**STUDY QUESTIONS:**
**A)** Answer each question from the figure legends on H₂O₂-treated Prnp cells, one answer per line:
(i) What concentration of bafilomycin A₁ was used in Figure 3?
(ii) For how long were cells preincubated with zVAD-fmk in Figure 4C?
(iii) Which antibody served as the nuclear fraction marker in Figure 4D?
**B)** Extend the figure legends on H₂O₂-treated Prnp cells by writing what comes after their final sentence.

**SOURCE TEXT:**
Figure 3. Impaired autophagic flux in Prnp^0/0 cells exposed to H₂O₂. Cells were incubated with or without 500 μM H₂O₂ in the presence or absence of 20 nM bafilomycin A₁ (Baf A₁) for the indicated time periods. Cell lysates were subjected to western blot analysis using anti-LC3B or anti-β-actin antibody (upper panel), and the expression of LC3B-II was quantified using densitometry analysis (lower panel). At least 3 independent experiments were used to assess the percentage of LC3B-II expression relative to that of β-actin. The data represent the means ± SD of 3 independent experiments. *p < 0.05 and **p < 0.01, significant differences between Baf A₁-treated and untreated cells; ^†p < 0.05 and ^‡p < 0.01, significant differences between H₂O₂-treated and untreated cells.

Figure 4. Apoptosis activation in Prnp^+/+ and Prnp^0/0 cells exposed to H₂O₂. (A) Cells were incubated with the indicated concentrations of H₂O₂ for 6 h. (B) Cells were treated with 500 μM H₂O₂ for the indicated time periods. Cell lysates were subjected to western blot analysis with anti- CASP3 or anti-β-actin antibodies (A and B), and the expression of cleaved CASP3 was quantified using densitometry analysis (right panels). At least 3 independent experiments were used to assess the percentages of cleaved CASP3 expression relative to that of β-actin. ^†p < 0.05, significant differences between Prnp^+/+ and Prnp^0/0 cells. (C) Cells were preincubated with the indicated concentrations of zVAD-fmk for 3 h and treated with or without 500 μM H₂O₂ for 6 h. Cell viability was determined using the WST-1 reagent assay. The data are represented as the percent viability normalized to mock-treated control groups (100%). The data are presented as the means ± SD of 3 independent experiments performed in triplicate. (D) Cells were treated with 500 μM H₂O₂ for the indicated time periods and fractionated into cytoplasmic and nuclear fractions. Each fraction was analyzed by western blotting with anti-AIFM1, anti-ENDOG, anti-ENO1 (cytosolic fraction markers) and anti-HDAC2 antibody (nuclear fraction marker).

**DATA PROVIDED:**

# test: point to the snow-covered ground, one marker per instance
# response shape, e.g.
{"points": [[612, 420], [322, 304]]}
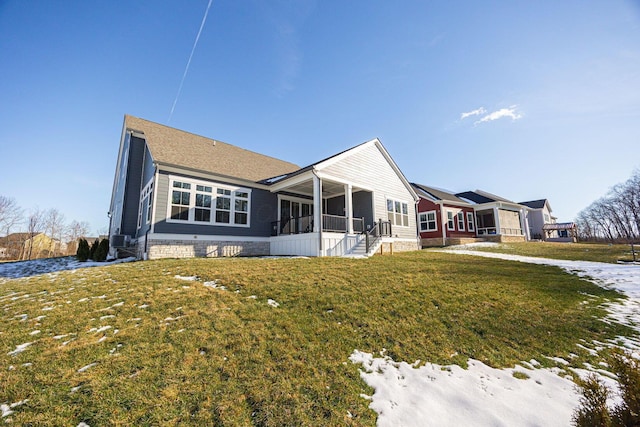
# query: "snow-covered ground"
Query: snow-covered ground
{"points": [[434, 395], [14, 270]]}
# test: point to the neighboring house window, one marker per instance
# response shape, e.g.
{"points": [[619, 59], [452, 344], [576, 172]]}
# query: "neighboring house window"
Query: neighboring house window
{"points": [[461, 221], [202, 202], [470, 224], [450, 222], [180, 201], [428, 221], [398, 212]]}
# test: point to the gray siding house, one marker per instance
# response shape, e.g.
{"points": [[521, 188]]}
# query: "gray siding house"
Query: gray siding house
{"points": [[176, 194]]}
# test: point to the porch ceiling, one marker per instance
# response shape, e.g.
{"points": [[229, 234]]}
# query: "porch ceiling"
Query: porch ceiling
{"points": [[329, 188]]}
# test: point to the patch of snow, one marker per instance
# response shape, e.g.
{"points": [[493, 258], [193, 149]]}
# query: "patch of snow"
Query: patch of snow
{"points": [[18, 269], [187, 278], [89, 366], [483, 396], [19, 349], [435, 395]]}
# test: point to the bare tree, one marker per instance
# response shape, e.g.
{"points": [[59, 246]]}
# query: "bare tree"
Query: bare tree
{"points": [[614, 217], [75, 230], [10, 214], [54, 223], [35, 224]]}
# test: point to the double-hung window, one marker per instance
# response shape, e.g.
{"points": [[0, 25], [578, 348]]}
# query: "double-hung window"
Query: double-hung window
{"points": [[241, 208], [203, 203], [398, 212], [461, 221], [450, 221], [223, 206], [180, 198], [208, 203], [428, 221]]}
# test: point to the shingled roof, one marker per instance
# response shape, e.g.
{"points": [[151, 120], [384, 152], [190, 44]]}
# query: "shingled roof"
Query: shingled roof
{"points": [[535, 204], [438, 194], [175, 147]]}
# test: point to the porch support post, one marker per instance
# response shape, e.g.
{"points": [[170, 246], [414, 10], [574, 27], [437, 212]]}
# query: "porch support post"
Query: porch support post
{"points": [[348, 206], [317, 204], [496, 220], [524, 224]]}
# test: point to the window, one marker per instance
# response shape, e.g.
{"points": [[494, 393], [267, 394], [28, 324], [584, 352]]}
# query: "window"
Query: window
{"points": [[428, 221], [223, 206], [241, 207], [461, 221], [398, 212], [204, 203], [450, 222], [180, 201], [470, 224]]}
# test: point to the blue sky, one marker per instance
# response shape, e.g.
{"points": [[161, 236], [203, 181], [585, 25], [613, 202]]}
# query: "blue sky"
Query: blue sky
{"points": [[523, 99]]}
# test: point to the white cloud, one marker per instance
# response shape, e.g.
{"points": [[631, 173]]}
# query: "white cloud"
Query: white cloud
{"points": [[504, 112], [476, 112]]}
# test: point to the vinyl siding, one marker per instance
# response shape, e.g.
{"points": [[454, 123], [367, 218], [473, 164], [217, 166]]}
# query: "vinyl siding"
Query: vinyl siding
{"points": [[367, 167], [132, 186]]}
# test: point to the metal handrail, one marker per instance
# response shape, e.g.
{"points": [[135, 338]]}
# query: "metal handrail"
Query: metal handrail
{"points": [[304, 224], [380, 229]]}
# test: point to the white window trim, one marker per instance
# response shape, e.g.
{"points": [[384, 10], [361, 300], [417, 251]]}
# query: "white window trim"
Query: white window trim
{"points": [[451, 223], [435, 221], [192, 202], [401, 214], [471, 226], [461, 221]]}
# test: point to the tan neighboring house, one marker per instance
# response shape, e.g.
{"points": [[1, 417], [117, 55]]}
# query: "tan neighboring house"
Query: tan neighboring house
{"points": [[24, 246]]}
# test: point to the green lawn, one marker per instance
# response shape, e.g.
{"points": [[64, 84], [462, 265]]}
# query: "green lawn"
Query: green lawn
{"points": [[169, 351], [599, 252]]}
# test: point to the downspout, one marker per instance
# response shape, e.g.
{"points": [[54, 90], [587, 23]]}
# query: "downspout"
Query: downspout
{"points": [[313, 171]]}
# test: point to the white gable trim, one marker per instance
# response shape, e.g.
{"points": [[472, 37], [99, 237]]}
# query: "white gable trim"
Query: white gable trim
{"points": [[374, 142]]}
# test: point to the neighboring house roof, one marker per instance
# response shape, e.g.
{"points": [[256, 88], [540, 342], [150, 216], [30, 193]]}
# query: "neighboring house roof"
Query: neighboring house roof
{"points": [[537, 204], [479, 197], [175, 147], [437, 194]]}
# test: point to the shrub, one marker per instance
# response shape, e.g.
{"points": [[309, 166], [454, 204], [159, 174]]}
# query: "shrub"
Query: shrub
{"points": [[101, 251], [593, 410], [83, 251]]}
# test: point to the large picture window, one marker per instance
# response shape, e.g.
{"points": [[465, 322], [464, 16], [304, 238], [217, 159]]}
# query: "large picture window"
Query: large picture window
{"points": [[470, 222], [180, 201], [398, 212], [450, 221], [201, 202], [428, 221], [461, 221]]}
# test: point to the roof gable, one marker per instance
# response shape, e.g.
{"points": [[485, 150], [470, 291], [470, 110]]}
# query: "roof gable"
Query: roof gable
{"points": [[537, 204], [438, 194], [175, 147]]}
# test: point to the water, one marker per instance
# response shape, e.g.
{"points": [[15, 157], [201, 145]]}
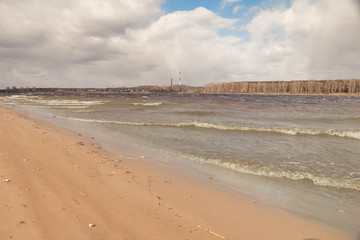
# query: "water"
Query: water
{"points": [[298, 153]]}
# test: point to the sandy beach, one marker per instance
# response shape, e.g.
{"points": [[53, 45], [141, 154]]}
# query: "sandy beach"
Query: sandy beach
{"points": [[56, 184]]}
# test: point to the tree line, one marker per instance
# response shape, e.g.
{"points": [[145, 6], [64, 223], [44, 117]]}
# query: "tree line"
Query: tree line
{"points": [[351, 86]]}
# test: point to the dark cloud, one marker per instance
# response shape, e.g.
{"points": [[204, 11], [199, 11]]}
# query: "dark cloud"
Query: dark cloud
{"points": [[109, 43]]}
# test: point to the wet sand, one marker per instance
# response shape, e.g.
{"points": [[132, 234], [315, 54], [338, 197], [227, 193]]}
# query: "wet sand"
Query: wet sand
{"points": [[56, 184]]}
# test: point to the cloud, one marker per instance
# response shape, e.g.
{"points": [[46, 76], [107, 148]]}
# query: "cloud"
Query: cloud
{"points": [[311, 39], [225, 3], [126, 43]]}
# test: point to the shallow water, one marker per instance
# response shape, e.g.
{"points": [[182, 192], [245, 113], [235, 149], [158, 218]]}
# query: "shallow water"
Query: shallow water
{"points": [[300, 153]]}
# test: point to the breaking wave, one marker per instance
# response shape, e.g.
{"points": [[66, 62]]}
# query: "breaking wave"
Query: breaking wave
{"points": [[267, 171], [354, 134], [147, 104]]}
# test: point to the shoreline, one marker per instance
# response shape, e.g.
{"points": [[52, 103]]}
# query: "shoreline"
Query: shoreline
{"points": [[60, 183]]}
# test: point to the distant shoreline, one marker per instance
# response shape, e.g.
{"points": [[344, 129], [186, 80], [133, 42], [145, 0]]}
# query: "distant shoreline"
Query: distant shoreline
{"points": [[341, 87]]}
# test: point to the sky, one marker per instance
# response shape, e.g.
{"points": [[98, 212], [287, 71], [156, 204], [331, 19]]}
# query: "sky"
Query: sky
{"points": [[117, 43]]}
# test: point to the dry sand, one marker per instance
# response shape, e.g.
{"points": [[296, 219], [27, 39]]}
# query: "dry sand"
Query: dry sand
{"points": [[54, 183]]}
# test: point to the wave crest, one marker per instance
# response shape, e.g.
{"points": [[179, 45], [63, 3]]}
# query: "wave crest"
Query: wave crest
{"points": [[354, 134], [266, 171]]}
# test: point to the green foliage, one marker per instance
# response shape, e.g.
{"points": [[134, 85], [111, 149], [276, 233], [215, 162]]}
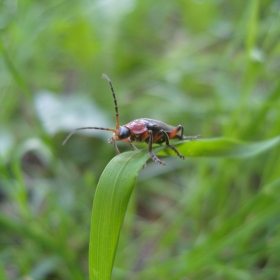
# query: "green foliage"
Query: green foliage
{"points": [[211, 66]]}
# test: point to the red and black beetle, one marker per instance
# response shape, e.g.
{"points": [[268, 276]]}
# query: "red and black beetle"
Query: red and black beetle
{"points": [[141, 130]]}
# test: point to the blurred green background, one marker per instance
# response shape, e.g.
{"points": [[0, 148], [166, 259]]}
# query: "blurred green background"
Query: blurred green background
{"points": [[212, 66]]}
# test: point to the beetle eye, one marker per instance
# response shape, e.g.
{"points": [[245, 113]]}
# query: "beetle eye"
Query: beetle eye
{"points": [[123, 132]]}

**RESULTS BY TASK:**
**A)**
(i) 20 nM
(ii) 3 h
(iii) Anti-HDAC2

**B)**
Figure 5. Effects of the autophagy inhibitor 3-MA and the autophagy inducers rapamycin (Rapa) and trehalose (Treha) on H₂O₂-induced cell death. (A–F) Prnp^+/+ and Prnp^0/0 cells were pretreated with or without 5 mM 3-MA, 10 nM Rapa or 100 mM Treha for 1 h (Rapa) or 3 h (3-MA and Treha) and with or without 500 μM H₂O₂ for 6 h. (A, C and E) Cell lysates were subjected to western blot analysis using an anti-LC3B, antibody in PathScan^® Multiplex Western Cocktail I to detect phosphorylated AKT1 or RPS6 or anti-β-actin antibody. (B, D and F) Cell viability was determined using the WST-1 reagent assay. The data are represented as the percent viability normalized to mock-treated control groups (100%). The data are presented as the means ± SD of 3 independent experiments performed in triplicate.

Figure 6. Augmentation of H₂O₂-induced cell death using Atg7 knockdown in Prnp^+/+ cells. (A and B) Prnp^+/+ and Prnp^0/0 cells were transfected with nontargeting (NT) or Atg7 siRNA, respectively. The siRNA-transfected cells were subsequently treated with or without 500 μM H₂O₂ for 6 h. (A) Cell lysates were subjected to western blot analysis using anti-ATG7, anti-LC3B or anti-β-actin antibody. (B) Cell viability was determined using the WST-1 reagent assay. The data are represented as the percent viability normalized to H₂O₂-untreated control groups (100%). The data are presented as the means ± SD of 3 independent experiments performed in triplicate.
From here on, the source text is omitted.